» Exercise details
Put the lines below into a Markdown table with the columns Row and Line, numbering each row and skipping blank lines. Begin at the line that has "Place a point on the kitchen" and stop after the line that has "[[371, 86], [149, 96], [331, 152]]".

(Collection lines)
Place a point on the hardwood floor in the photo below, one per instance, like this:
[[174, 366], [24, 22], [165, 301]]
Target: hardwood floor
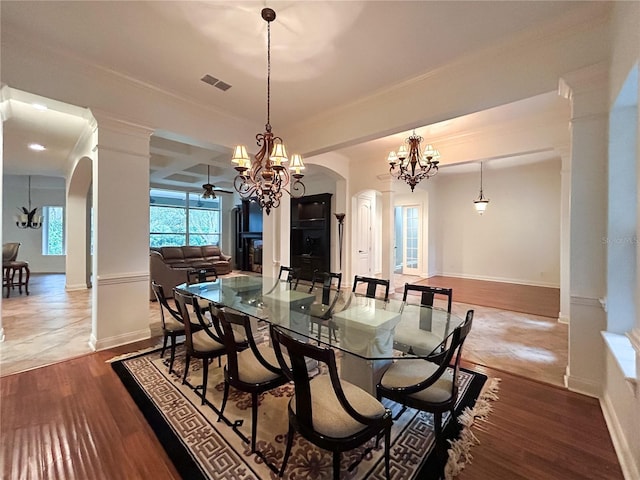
[[75, 420]]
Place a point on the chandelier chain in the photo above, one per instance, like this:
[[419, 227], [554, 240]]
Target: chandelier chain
[[268, 126]]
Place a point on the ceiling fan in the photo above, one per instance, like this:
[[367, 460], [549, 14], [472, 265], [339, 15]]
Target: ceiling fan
[[209, 190]]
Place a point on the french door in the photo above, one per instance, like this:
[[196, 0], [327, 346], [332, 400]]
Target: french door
[[408, 225]]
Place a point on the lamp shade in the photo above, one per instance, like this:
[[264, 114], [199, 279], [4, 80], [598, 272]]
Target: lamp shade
[[240, 156], [278, 154], [481, 205], [296, 163]]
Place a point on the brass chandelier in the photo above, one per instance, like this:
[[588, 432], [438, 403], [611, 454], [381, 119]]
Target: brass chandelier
[[265, 178], [413, 164]]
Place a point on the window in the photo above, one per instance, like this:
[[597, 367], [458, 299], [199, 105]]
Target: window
[[53, 231], [178, 218]]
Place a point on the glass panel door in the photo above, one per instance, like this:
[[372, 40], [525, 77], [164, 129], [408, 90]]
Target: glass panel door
[[407, 228]]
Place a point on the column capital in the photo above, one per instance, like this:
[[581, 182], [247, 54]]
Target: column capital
[[587, 89], [106, 120]]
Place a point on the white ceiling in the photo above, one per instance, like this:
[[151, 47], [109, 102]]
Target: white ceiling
[[324, 53]]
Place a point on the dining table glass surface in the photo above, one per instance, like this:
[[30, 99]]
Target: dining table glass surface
[[372, 329]]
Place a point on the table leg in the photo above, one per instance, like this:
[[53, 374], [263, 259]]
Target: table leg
[[361, 372]]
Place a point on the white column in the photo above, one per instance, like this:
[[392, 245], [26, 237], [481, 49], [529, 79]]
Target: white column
[[588, 93], [387, 241], [4, 115], [565, 236], [77, 225], [121, 234]]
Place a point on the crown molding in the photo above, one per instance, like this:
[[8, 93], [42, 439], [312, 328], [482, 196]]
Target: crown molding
[[94, 70]]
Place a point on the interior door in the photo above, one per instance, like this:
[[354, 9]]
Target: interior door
[[408, 228], [363, 240]]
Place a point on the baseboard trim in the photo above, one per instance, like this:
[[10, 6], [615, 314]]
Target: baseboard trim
[[583, 386], [118, 340], [498, 279], [628, 463]]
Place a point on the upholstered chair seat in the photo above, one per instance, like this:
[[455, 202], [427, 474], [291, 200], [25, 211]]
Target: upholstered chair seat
[[329, 417], [406, 373], [202, 342], [250, 370]]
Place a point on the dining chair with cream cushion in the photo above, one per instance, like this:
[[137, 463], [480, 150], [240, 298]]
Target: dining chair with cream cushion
[[331, 413], [205, 343], [253, 370], [430, 385]]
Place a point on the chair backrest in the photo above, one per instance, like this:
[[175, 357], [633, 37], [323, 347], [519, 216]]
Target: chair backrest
[[427, 294], [158, 290], [10, 251], [182, 300], [291, 275], [201, 275], [297, 371], [449, 357], [227, 320], [326, 280], [372, 285]]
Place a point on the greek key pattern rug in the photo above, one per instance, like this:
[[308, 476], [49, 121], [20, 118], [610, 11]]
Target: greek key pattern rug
[[202, 447]]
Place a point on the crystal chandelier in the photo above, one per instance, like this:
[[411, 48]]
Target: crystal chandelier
[[414, 165], [265, 178], [28, 218], [482, 202]]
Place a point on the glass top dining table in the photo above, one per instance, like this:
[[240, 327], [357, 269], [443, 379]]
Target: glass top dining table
[[371, 329]]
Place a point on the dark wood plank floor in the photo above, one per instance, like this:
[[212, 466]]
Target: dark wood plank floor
[[75, 420], [543, 301]]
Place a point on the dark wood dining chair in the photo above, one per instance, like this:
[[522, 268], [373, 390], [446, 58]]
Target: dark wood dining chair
[[326, 287], [428, 294], [428, 385], [332, 414], [372, 286], [253, 370], [171, 321], [205, 343]]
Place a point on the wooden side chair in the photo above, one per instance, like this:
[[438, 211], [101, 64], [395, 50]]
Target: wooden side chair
[[205, 343], [428, 294], [372, 285], [330, 413], [172, 324], [428, 385], [254, 370], [326, 286]]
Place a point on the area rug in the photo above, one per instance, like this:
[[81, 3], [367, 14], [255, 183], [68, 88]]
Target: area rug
[[201, 447]]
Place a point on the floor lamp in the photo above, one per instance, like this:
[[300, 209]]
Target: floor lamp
[[340, 217]]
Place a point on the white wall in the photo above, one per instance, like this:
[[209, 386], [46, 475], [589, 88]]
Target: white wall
[[47, 191], [621, 402], [516, 240]]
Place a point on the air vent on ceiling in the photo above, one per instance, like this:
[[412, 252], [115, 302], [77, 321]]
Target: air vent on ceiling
[[216, 83]]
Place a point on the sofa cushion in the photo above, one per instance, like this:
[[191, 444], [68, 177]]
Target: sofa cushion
[[172, 255], [192, 254], [211, 252]]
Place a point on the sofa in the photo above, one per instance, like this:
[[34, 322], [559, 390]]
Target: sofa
[[168, 266]]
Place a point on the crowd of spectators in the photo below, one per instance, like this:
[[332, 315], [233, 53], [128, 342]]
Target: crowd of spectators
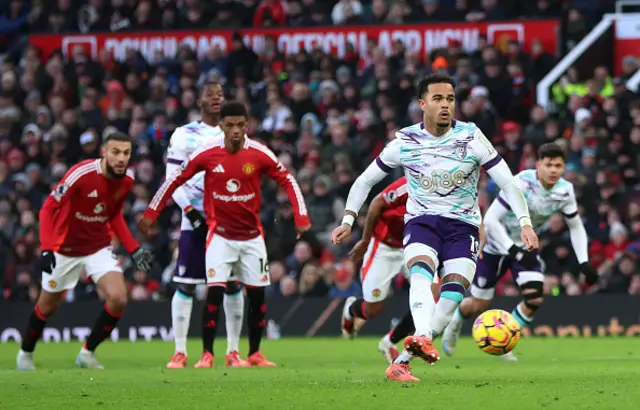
[[325, 118]]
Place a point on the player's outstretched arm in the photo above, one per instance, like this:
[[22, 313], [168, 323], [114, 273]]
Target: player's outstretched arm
[[199, 161], [279, 173], [377, 206], [498, 169], [388, 159], [176, 155], [580, 243]]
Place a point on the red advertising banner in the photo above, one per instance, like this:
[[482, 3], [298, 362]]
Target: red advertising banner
[[627, 40], [416, 37]]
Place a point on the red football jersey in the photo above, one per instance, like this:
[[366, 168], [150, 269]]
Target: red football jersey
[[390, 226], [232, 185], [78, 216]]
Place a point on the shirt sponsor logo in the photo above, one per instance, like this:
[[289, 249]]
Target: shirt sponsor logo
[[248, 168], [84, 218], [233, 186], [234, 198]]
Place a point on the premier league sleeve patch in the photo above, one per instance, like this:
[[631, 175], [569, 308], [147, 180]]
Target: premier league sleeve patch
[[60, 191]]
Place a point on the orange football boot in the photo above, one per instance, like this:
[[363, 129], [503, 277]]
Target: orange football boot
[[400, 372], [235, 360], [178, 361], [205, 362], [422, 346], [258, 360]]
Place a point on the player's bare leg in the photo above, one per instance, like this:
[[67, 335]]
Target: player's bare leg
[[256, 321], [532, 294], [233, 314], [357, 308], [46, 306], [469, 307], [210, 318], [422, 303], [181, 308], [452, 292], [404, 328], [113, 286]]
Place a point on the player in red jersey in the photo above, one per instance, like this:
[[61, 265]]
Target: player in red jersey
[[75, 224], [380, 253], [233, 173]]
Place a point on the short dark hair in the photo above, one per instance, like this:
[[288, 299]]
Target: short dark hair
[[550, 150], [118, 136], [434, 78], [206, 85], [233, 109]]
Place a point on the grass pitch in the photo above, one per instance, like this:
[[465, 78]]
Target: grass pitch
[[597, 373]]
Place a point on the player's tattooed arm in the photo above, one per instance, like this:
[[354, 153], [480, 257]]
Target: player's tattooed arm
[[377, 206]]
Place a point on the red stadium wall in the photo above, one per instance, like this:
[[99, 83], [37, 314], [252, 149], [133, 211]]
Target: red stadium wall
[[416, 37]]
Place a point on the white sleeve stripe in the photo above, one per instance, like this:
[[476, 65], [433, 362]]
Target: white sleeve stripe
[[78, 173], [302, 206], [162, 191], [205, 147], [262, 148]]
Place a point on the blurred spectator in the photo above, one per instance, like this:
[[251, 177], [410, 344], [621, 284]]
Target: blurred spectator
[[325, 117]]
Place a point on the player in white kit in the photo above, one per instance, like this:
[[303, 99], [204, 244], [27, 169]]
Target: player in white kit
[[547, 193], [191, 260], [441, 158]]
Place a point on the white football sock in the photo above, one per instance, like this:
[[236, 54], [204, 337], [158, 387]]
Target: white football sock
[[421, 303], [404, 358], [181, 306], [445, 309], [456, 321], [233, 315]]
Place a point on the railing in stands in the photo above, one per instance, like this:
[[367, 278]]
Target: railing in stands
[[543, 88], [633, 83]]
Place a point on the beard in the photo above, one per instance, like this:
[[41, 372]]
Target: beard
[[114, 174]]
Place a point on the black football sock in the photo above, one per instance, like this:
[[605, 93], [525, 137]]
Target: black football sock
[[255, 319], [103, 327], [357, 309], [210, 317], [403, 329], [37, 322]]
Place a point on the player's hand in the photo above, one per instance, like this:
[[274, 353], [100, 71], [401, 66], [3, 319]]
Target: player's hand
[[526, 259], [341, 234], [483, 240], [529, 238], [144, 225], [302, 229], [142, 259], [590, 273], [47, 261], [358, 251], [198, 222]]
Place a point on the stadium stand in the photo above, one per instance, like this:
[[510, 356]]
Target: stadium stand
[[325, 114]]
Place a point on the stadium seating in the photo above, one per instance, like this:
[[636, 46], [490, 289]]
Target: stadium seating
[[325, 100]]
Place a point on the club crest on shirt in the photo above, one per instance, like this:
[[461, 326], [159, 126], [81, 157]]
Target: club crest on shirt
[[99, 208], [60, 190], [391, 196], [461, 151], [248, 168]]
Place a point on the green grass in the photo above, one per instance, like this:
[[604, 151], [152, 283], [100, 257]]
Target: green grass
[[598, 373]]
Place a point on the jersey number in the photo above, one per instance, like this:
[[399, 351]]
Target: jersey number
[[475, 245], [443, 180], [264, 266]]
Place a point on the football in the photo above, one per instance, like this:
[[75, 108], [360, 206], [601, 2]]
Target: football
[[496, 332]]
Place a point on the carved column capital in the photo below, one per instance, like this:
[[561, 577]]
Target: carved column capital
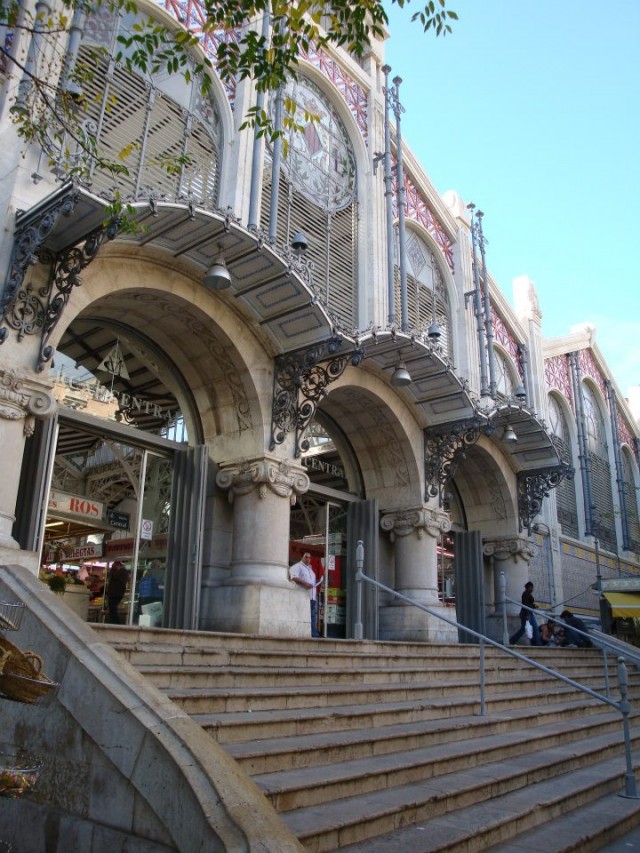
[[510, 548], [22, 398], [279, 476], [420, 520]]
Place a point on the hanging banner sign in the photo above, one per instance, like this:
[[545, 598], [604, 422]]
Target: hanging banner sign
[[74, 505], [146, 531], [82, 552], [118, 519]]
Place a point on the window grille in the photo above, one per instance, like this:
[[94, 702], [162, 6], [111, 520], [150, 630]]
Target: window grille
[[631, 500], [566, 504], [332, 237], [600, 470], [133, 117]]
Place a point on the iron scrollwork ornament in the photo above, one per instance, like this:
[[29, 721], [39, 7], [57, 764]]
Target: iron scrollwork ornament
[[534, 487], [444, 448], [66, 275], [32, 310], [300, 382]]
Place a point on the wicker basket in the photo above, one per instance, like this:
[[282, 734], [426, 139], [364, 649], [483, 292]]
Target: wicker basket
[[21, 676], [19, 771]]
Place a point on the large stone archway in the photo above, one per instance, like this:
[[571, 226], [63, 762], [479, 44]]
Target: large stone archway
[[486, 487]]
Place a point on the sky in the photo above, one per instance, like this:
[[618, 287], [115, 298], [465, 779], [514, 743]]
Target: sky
[[531, 110]]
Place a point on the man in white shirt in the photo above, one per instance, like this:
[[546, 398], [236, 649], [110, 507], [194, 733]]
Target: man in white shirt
[[302, 574]]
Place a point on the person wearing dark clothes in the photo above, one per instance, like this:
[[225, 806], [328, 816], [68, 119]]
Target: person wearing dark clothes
[[572, 637], [116, 588], [527, 615]]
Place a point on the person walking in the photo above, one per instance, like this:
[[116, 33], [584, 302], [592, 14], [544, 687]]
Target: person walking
[[573, 637], [527, 615], [116, 588], [302, 574]]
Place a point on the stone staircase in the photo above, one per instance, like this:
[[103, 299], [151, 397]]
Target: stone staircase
[[381, 746]]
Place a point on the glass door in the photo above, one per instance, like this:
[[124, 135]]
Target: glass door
[[333, 614]]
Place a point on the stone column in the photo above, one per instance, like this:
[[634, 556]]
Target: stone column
[[414, 533], [511, 555], [22, 399], [258, 596]]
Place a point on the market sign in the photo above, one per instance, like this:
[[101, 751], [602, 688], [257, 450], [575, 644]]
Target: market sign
[[82, 552], [74, 505], [621, 584], [118, 519]]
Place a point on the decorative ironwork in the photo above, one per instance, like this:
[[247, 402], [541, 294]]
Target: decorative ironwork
[[300, 381], [66, 275], [28, 240], [32, 310], [445, 447], [534, 487]]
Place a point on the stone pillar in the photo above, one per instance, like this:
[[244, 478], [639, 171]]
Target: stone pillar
[[511, 555], [414, 534], [258, 597], [22, 399]]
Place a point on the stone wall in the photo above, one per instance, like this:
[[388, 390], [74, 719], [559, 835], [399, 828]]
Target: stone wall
[[123, 768]]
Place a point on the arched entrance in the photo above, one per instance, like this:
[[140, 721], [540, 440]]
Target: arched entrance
[[320, 518]]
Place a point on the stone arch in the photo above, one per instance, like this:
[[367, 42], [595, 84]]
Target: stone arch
[[486, 489], [209, 344], [385, 439]]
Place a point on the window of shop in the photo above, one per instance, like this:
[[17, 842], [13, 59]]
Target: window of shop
[[106, 493], [319, 519]]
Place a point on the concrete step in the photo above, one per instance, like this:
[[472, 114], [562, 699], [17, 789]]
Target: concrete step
[[211, 700], [318, 748], [469, 811], [611, 824], [244, 726], [312, 786], [381, 746], [173, 677]]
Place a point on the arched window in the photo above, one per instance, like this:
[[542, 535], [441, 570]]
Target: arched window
[[600, 469], [427, 297], [147, 123], [317, 195], [631, 499], [566, 504]]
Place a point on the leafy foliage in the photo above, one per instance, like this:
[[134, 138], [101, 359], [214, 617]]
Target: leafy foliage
[[50, 114]]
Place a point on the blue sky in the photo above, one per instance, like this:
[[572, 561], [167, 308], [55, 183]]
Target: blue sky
[[531, 109]]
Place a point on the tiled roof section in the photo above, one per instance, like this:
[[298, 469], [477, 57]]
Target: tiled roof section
[[354, 95], [558, 376], [191, 14], [417, 209], [503, 336], [626, 436], [590, 368]]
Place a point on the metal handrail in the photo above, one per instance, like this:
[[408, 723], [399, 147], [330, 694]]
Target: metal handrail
[[623, 706]]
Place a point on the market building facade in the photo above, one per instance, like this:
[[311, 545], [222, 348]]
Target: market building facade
[[297, 348]]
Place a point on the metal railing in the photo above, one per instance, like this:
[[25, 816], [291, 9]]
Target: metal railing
[[623, 705]]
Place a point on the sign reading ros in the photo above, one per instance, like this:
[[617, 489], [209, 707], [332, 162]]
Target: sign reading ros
[[75, 505]]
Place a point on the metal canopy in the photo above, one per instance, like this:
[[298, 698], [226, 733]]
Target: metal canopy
[[533, 448], [434, 386], [273, 286]]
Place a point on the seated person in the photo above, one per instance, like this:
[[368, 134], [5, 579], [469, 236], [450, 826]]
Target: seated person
[[546, 633], [573, 637]]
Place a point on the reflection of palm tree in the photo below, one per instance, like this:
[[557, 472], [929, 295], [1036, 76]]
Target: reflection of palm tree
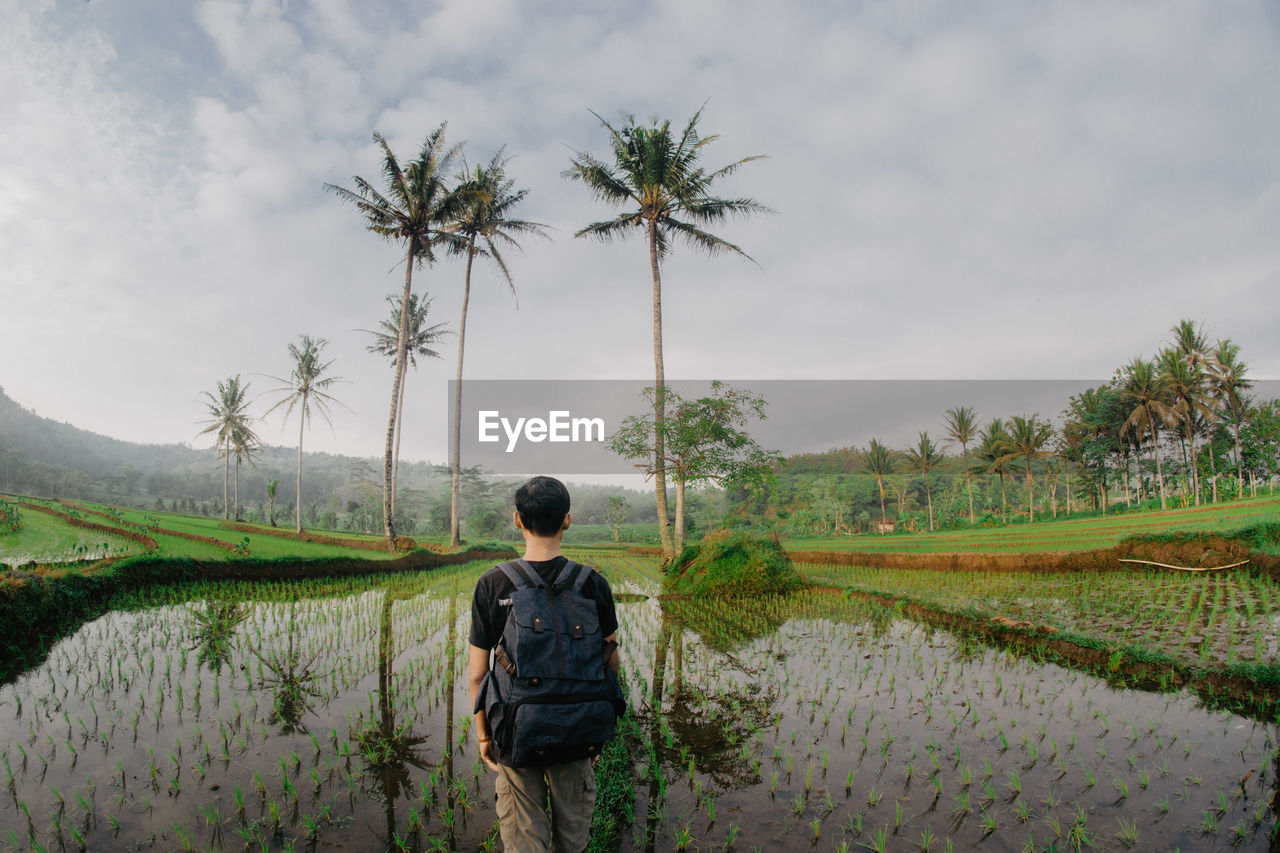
[[389, 749], [292, 678], [213, 629]]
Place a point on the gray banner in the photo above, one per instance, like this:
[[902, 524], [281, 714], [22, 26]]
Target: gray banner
[[562, 425]]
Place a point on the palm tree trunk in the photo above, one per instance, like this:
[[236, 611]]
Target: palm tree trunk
[[1155, 451], [456, 474], [402, 345], [680, 515], [400, 430], [659, 473], [227, 473], [302, 424], [968, 486]]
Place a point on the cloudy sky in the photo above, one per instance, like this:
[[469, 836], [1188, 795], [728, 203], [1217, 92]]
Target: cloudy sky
[[981, 190]]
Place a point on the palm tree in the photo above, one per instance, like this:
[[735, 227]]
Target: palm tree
[[880, 463], [1229, 383], [963, 428], [657, 176], [305, 387], [924, 456], [420, 341], [1027, 438], [481, 223], [993, 456], [1183, 381], [245, 443], [1143, 396], [416, 204], [228, 414]]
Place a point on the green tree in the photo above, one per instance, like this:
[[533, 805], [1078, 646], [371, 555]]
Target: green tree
[[1027, 438], [412, 210], [1143, 395], [880, 464], [228, 419], [924, 457], [658, 177], [481, 223], [993, 456], [963, 428], [307, 386], [699, 441], [1229, 382], [421, 338]]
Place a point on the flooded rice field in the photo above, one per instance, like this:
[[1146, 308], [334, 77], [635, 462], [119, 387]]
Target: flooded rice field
[[325, 715]]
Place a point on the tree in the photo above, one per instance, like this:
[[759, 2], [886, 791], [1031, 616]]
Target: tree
[[1027, 438], [880, 464], [616, 514], [1143, 396], [700, 441], [924, 456], [419, 342], [416, 204], [963, 428], [659, 178], [480, 223], [993, 456], [272, 487], [228, 416], [1229, 381], [305, 387]]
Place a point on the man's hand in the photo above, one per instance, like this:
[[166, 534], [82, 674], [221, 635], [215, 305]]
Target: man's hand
[[487, 755]]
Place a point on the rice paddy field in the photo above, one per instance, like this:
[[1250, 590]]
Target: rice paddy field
[[334, 715], [1065, 534]]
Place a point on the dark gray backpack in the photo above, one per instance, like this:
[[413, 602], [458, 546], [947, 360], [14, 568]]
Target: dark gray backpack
[[551, 698]]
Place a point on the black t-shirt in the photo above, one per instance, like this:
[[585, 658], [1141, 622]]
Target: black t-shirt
[[489, 617]]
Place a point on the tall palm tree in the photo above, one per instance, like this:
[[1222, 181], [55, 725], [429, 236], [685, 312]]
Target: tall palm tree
[[1229, 382], [880, 463], [305, 387], [481, 223], [228, 414], [993, 456], [1143, 396], [245, 445], [963, 428], [924, 456], [421, 338], [1027, 438], [1188, 400], [412, 210], [658, 177]]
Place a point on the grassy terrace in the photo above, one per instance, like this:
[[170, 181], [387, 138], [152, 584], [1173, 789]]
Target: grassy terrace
[[1075, 534]]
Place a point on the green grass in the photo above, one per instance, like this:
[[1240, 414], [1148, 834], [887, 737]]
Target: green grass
[[45, 538], [1065, 534]]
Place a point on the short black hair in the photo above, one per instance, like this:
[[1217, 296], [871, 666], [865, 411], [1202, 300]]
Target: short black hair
[[542, 503]]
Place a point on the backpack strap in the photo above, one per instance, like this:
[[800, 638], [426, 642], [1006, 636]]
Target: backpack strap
[[571, 576], [521, 574]]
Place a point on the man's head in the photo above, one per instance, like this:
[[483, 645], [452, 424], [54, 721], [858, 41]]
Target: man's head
[[542, 505]]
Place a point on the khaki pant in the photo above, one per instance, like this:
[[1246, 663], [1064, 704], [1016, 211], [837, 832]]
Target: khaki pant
[[522, 817]]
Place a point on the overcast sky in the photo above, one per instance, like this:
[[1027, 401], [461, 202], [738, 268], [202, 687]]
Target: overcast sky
[[981, 190]]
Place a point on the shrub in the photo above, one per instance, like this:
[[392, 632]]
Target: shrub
[[734, 564]]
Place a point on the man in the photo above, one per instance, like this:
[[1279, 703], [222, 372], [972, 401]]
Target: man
[[542, 514]]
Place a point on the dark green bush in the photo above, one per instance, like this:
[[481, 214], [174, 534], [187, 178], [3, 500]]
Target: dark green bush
[[734, 564]]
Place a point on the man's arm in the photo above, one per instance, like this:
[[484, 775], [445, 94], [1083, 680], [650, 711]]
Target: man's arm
[[478, 666]]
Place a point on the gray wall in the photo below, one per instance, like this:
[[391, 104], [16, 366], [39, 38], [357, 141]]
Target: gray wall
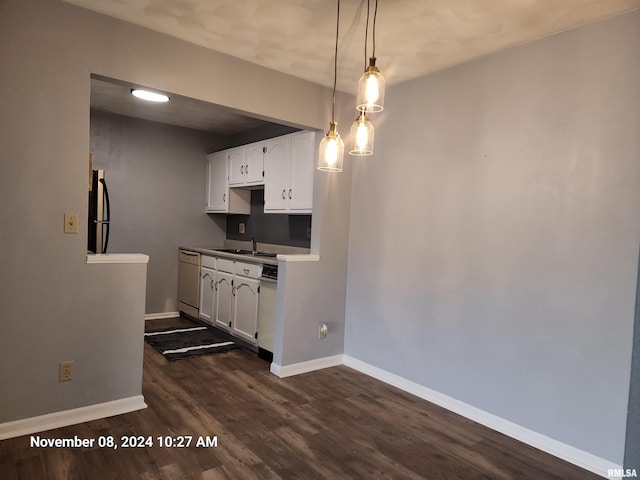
[[494, 234], [54, 306], [632, 451], [155, 174], [275, 228]]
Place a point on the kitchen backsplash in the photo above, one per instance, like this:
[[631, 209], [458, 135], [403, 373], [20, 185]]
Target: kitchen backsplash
[[275, 228]]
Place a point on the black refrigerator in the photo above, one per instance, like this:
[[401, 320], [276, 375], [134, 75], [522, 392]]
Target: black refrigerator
[[99, 214]]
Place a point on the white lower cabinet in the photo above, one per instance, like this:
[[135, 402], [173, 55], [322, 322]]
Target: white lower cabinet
[[244, 309], [207, 291], [222, 302], [229, 297]]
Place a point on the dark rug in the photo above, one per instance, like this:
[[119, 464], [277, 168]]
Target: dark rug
[[189, 342]]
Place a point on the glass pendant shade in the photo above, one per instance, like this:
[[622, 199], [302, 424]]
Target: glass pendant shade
[[331, 152], [362, 136], [371, 89]]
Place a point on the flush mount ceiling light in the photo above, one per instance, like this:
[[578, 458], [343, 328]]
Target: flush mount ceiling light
[[371, 86], [149, 96], [331, 152]]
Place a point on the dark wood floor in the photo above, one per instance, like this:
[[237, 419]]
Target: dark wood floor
[[331, 424]]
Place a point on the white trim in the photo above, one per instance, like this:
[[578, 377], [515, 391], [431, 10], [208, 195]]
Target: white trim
[[65, 418], [117, 258], [308, 366], [161, 315], [298, 258], [573, 455]]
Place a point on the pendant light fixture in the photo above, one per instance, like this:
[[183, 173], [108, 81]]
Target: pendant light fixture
[[362, 136], [371, 86], [331, 152], [362, 129]]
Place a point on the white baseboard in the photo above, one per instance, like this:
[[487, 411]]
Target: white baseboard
[[161, 315], [308, 366], [65, 418], [583, 459]]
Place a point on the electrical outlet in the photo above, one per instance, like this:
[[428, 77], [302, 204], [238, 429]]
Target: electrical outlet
[[65, 371], [322, 331], [70, 223]]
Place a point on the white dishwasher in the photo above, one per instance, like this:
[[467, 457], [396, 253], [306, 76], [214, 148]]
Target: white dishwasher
[[188, 282]]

» Response to this task
| Row | Line |
|---|---|
| 1 | Place a point on the kitchen backsplash in the photo above, one per instance, like this: |
| 2 | [[631, 209], [458, 135], [403, 373], [20, 185]] |
| 3 | Target: kitchen backsplash |
| 4 | [[275, 228]] |
| 5 | Place a point on the black refrigerator in the photo above, one per instance, like this: |
| 6 | [[401, 320], [276, 375], [134, 75], [522, 392]] |
| 7 | Target: black refrigerator |
| 8 | [[99, 214]] |
| 9 | Place a point on the white lower cabinet in the photo above, one per instance, like this: |
| 10 | [[135, 402], [173, 55], [322, 322]] |
| 11 | Target: white lower cabinet |
| 12 | [[244, 309], [207, 291], [222, 302], [229, 297]] |
| 13 | Place a point on the dark rug in the photo above, one per instance, like this: |
| 14 | [[119, 464], [277, 168]] |
| 15 | Target: dark rug |
| 16 | [[189, 342]] |
| 17 | Place a point on the glass pendant shade in the photo above, one per instance, like this: |
| 18 | [[622, 199], [302, 424]] |
| 19 | Target: glass pendant shade |
| 20 | [[331, 152], [362, 136], [371, 89]] |
| 21 | Place a point on the flush mount ceiling light in the photo above, one per instance, like this: |
| 22 | [[578, 458], [343, 328]] |
| 23 | Target: flush mount ceiling light |
| 24 | [[371, 86], [149, 96], [331, 152]] |